* Page *
# # # # # # #
Rust Web Scraper Tutorial: HTTP Requests & Markdown Conversion

The best shortcut to learning a language is to immerse yourself in its environment. As programmers, we value “getting our hands dirty.” Learning directly from code provides the most intuitive experience.

Today, we’ll cover many basic Rust concepts. I’ve carefully crafted code examples to help you understand. I highly recommend typing these examples yourself, thinking about why they’re written this way, and experiencing the execution and output process.

You can use any editor to write Rust code. Personally, I prefer VS Code because it’s free, powerful, and fast. Here are the plugins I installed for Rust in VS Code, which you can follow:

rust-analyzer: This compiles and analyzes your Rust code in real-time, highlighting errors and annotating types. You can also use the official Rust plugin as an alternative.
crates: Helps you check if your project’s dependencies are up to date.
even better toml: Rust uses TOML for project configuration. This plugin provides syntax highlighting and error checking for TOML files.
rust test lens: Allows you to quickly run specific Rust tests.

Table of Contents

Your First Practical Rust Program

Now that you have the tools and environment ready, let’s write a slightly useful Rust program. Even though we haven’t introduced any Rust syntax yet, it won’t stop us from writing a program. Running it will give you a basic understanding of Rust’s features, key syntax, and ecosystem, which we’ll analyze in detail later.

This program’s requirement is simple: send an HTTP request to the Rust homepage, convert the obtained HTML to Markdown, and save it. Using JavaScript or Python, this might be around ten lines of code with the right dependencies. Let’s see how to do it in Rust.
# # # # # # #
* Records for the task *

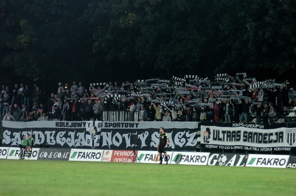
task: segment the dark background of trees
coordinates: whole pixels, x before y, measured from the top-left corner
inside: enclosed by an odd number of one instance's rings
[[[0,83],[241,72],[295,83],[296,59],[294,0],[0,0]]]

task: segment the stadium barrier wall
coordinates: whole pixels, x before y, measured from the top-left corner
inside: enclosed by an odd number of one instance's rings
[[[3,147],[15,147],[30,133],[36,147],[153,150],[164,127],[168,150],[196,151],[198,123],[193,122],[3,121]],[[132,141],[133,135],[136,141]]]
[[[0,147],[0,159],[19,159],[19,152],[18,147]],[[134,152],[133,150],[33,148],[32,157],[25,157],[25,160],[158,163],[155,161],[158,155],[156,151],[136,150]],[[169,164],[296,168],[295,156],[184,151],[168,152],[167,154]]]
[[[295,152],[296,127],[285,125],[201,123],[200,147],[259,153]]]

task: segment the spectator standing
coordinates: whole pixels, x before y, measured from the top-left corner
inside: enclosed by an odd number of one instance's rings
[[[1,93],[2,95],[4,95],[5,94],[5,85],[2,85],[1,86],[1,91],[0,91],[0,93]]]
[[[78,85],[76,84],[76,82],[75,81],[73,82],[73,85],[71,86],[71,88],[70,89],[70,91],[72,93],[74,90],[77,90],[78,89]]]
[[[62,99],[58,97],[57,95],[54,95],[54,103],[53,105],[56,104],[58,106],[58,107],[61,109],[62,108],[63,106],[63,102],[62,102]]]
[[[77,99],[75,99],[72,102],[71,105],[71,116],[72,121],[78,121],[78,103]]]
[[[154,121],[162,121],[162,109],[161,105],[158,103],[156,105],[154,103],[152,103],[153,108],[155,110],[155,116],[154,117]]]
[[[54,99],[55,99],[55,98],[54,98],[54,94],[53,94],[53,93],[51,93],[50,94],[50,97],[48,98],[47,101],[47,107],[49,108],[51,108],[54,104]]]
[[[21,106],[23,102],[23,95],[21,91],[19,90],[17,91],[17,93],[16,95],[15,98],[15,103],[17,103],[17,105]]]
[[[34,116],[33,115],[29,115],[29,116],[28,116],[28,119],[27,119],[26,122],[36,121],[37,121],[37,118],[36,118],[36,117]]]
[[[176,121],[184,122],[185,121],[185,116],[183,115],[183,112],[181,110],[178,111],[178,114],[175,120]]]
[[[13,116],[15,121],[19,121],[20,117],[21,117],[21,110],[18,107],[17,103],[14,104],[13,109]]]
[[[103,112],[103,104],[101,100],[95,99],[95,105],[93,107],[93,110],[94,110],[94,121],[101,120],[101,114]]]
[[[231,99],[229,99],[226,102],[226,104],[225,106],[224,111],[225,111],[225,122],[231,123],[231,116],[232,115],[232,104],[231,103]]]
[[[39,117],[42,116],[42,114],[47,113],[47,108],[46,106],[42,103],[40,103],[39,106],[37,110],[37,115],[36,117],[38,118]]]
[[[216,101],[214,103],[214,122],[219,122],[219,116],[220,116],[220,102],[219,101]]]
[[[37,103],[34,103],[33,104],[33,107],[31,111],[30,111],[30,115],[33,115],[34,116],[37,116],[37,111],[38,110],[38,106],[37,105]]]
[[[263,110],[263,106],[262,104],[257,104],[256,105],[256,123],[260,123],[261,122],[261,113]]]
[[[12,90],[12,100],[11,100],[11,104],[13,105],[15,104],[16,97],[17,95],[17,91],[18,91],[19,88],[18,84],[15,84],[15,88]]]
[[[0,120],[3,118],[2,111],[3,111],[3,95],[0,93]]]
[[[64,114],[64,120],[66,121],[71,121],[71,108],[68,101],[65,99],[64,105],[63,106],[63,114]]]
[[[79,97],[82,97],[84,93],[84,87],[82,84],[82,82],[79,82],[79,87],[77,89],[77,93],[79,94]]]
[[[288,97],[289,106],[293,108],[296,105],[296,92],[293,88],[290,88]]]
[[[12,116],[12,115],[11,115],[11,112],[10,111],[8,111],[7,112],[6,112],[6,114],[4,116],[4,117],[3,118],[3,120],[7,120],[7,121],[14,121],[14,117]]]
[[[25,86],[24,86],[24,84],[22,83],[20,83],[20,86],[19,87],[18,90],[20,91],[20,93],[23,96],[24,96],[24,90],[25,90]]]
[[[31,105],[30,104],[30,98],[31,93],[29,88],[29,85],[26,85],[25,86],[23,93],[24,95],[24,103],[28,108],[30,108],[31,107]]]
[[[62,90],[62,93],[64,93],[65,92],[65,89],[64,89],[63,85],[62,85],[62,83],[60,82],[58,85],[59,85],[59,87],[58,87],[58,92],[57,93],[58,94],[59,93],[60,93],[61,92],[61,90]]]
[[[141,110],[138,112],[139,121],[146,121],[147,119],[147,111],[145,109],[144,106],[141,106]]]
[[[52,120],[55,121],[59,121],[61,120],[62,116],[62,111],[56,105],[52,106]]]
[[[163,117],[163,121],[171,121],[172,119],[171,118],[171,116],[169,115],[169,114],[167,110],[166,110],[164,112],[164,116]]]
[[[285,90],[283,87],[280,86],[277,91],[277,109],[281,115],[282,115],[284,94]],[[270,102],[269,103],[270,103]]]
[[[276,115],[276,113],[273,108],[273,103],[271,102],[269,103],[269,111],[268,111],[268,118],[270,123],[273,123],[273,117]]]
[[[4,95],[3,98],[3,110],[2,114],[4,116],[6,114],[6,112],[9,110],[9,105],[10,105],[10,98],[9,97],[9,94],[6,94]]]
[[[88,99],[87,101],[84,101],[81,105],[80,108],[82,110],[81,116],[82,120],[89,121],[90,118],[93,117],[93,107],[94,104],[91,99]]]
[[[23,104],[22,104],[22,108],[21,111],[22,113],[21,120],[23,121],[28,118],[28,116],[29,115],[29,107],[26,106],[26,105]]]
[[[148,110],[147,111],[147,121],[153,121],[155,116],[155,110],[152,108],[152,105],[149,105],[148,106]]]
[[[250,110],[251,103],[247,99],[245,99],[245,102],[243,103],[243,113],[241,115],[240,120],[241,122],[248,122],[248,116]]]
[[[39,90],[38,86],[36,87],[35,91],[34,91],[34,95],[33,97],[33,104],[34,103],[37,103],[37,105],[39,105],[42,98],[42,93]]]
[[[42,113],[42,115],[37,120],[38,121],[47,121],[49,120],[49,117],[46,115],[46,113]]]
[[[60,89],[60,92],[57,94],[57,96],[61,99],[61,101],[64,100],[65,98],[65,92],[63,92],[62,89]]]

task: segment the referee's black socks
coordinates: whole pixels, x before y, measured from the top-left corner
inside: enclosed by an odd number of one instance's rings
[[[164,161],[166,162],[166,164],[167,164],[167,162],[168,161],[168,157],[167,156],[164,157]]]

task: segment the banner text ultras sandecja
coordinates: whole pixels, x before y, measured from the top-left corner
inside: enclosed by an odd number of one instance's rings
[[[241,131],[213,130],[214,141],[222,142],[240,142],[242,139]],[[283,131],[275,133],[261,133],[256,131],[243,132],[243,141],[256,144],[282,143]]]

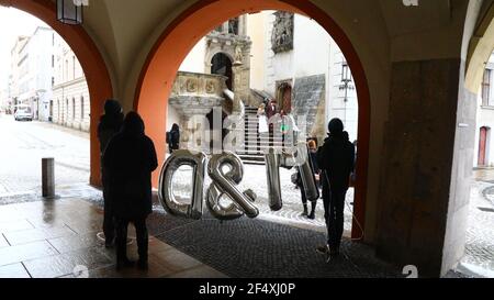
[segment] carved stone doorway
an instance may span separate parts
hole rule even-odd
[[[226,87],[229,90],[233,90],[232,60],[229,59],[229,57],[226,54],[216,53],[213,56],[213,58],[211,59],[211,74],[223,75],[223,76],[228,77],[228,79],[226,79]]]

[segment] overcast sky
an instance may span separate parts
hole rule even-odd
[[[40,19],[16,9],[0,7],[0,89],[7,89],[10,51],[19,35],[31,35],[37,26],[48,26]]]

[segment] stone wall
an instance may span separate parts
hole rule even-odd
[[[52,122],[88,132],[90,110],[88,84],[83,77],[54,87]]]
[[[292,89],[293,115],[306,116],[307,136],[317,137],[319,143],[326,136],[326,75],[295,78]]]
[[[460,69],[460,59],[398,62],[392,66],[377,254],[398,266],[415,265],[420,276],[441,275],[464,247],[460,241],[465,231],[463,209],[472,162],[467,156],[473,144],[469,146],[470,141],[464,140],[470,127],[457,136],[452,130],[458,125],[457,112],[460,122],[470,123],[472,118],[470,112],[462,118],[464,108],[458,105]],[[453,147],[464,149],[457,152],[454,165]],[[452,188],[451,170],[453,182],[462,181],[458,189]],[[450,196],[451,190],[462,193]],[[441,265],[444,256],[454,259],[445,259]]]

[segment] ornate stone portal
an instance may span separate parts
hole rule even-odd
[[[193,133],[187,130],[187,122],[193,115],[205,116],[213,108],[223,107],[226,79],[221,75],[177,73],[168,101],[180,115],[181,142],[189,142]]]
[[[293,49],[294,14],[285,11],[274,12],[274,24],[271,35],[271,48],[274,53]]]
[[[240,97],[247,105],[250,104],[250,47],[248,36],[213,31],[206,35],[205,73],[211,73],[212,58],[218,54],[225,54],[232,62],[233,91]],[[240,64],[242,63],[242,64]]]

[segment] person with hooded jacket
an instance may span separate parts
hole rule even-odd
# # # # # # #
* Written tasks *
A: Quote the Rust web scraper tutorial at the top of the page in full, reproducing every line of it without changes.
B: How many lines of the records contain the word "segment", with case taken into account? Give only the number.

* Exercise answers *
A:
Rust Web Scraper Tutorial: HTTP Requests & Markdown Conversion

The best shortcut to learning a language is to immerse yourself in its environment. As programmers, we value “getting our hands dirty.” Learning directly from code provides the most intuitive experience.

Today, we’ll cover many basic Rust concepts. I’ve carefully crafted code examples to help you understand. I highly recommend typing these examples yourself, thinking about why they’re written this way, and experiencing the execution and output process.

You can use any editor to write Rust code. Personally, I prefer VS Code because it’s free, powerful, and fast. Here are the plugins I installed for Rust in VS Code, which you can follow:

rust-analyzer: This compiles and analyzes your Rust code in real-time, highlighting errors and annotating types. You can also use the official Rust plugin as an alternative.
crates: Helps you check if your project’s dependencies are up to date.
even better toml: Rust uses TOML for project configuration. This plugin provides syntax highlighting and error checking for TOML files.
rust test lens: Allows you to quickly run specific Rust tests.

Table of Contents

Your First Practical Rust Program

Now that you have the tools and environment ready, let’s write a slightly useful Rust program. Even though we haven’t introduced any Rust syntax yet, it won’t stop us from writing a program. Running it will give you a basic understanding of Rust’s features, key syntax, and ecosystem, which we’ll analyze in detail later.

This program’s requirement is simple: send an HTTP request to the Rust homepage, convert the obtained HTML to Markdown, and save it. Using JavaScript or Python, this might be around ten lines of code with the right dependencies. Let’s see how to do it in Rust.

B: 10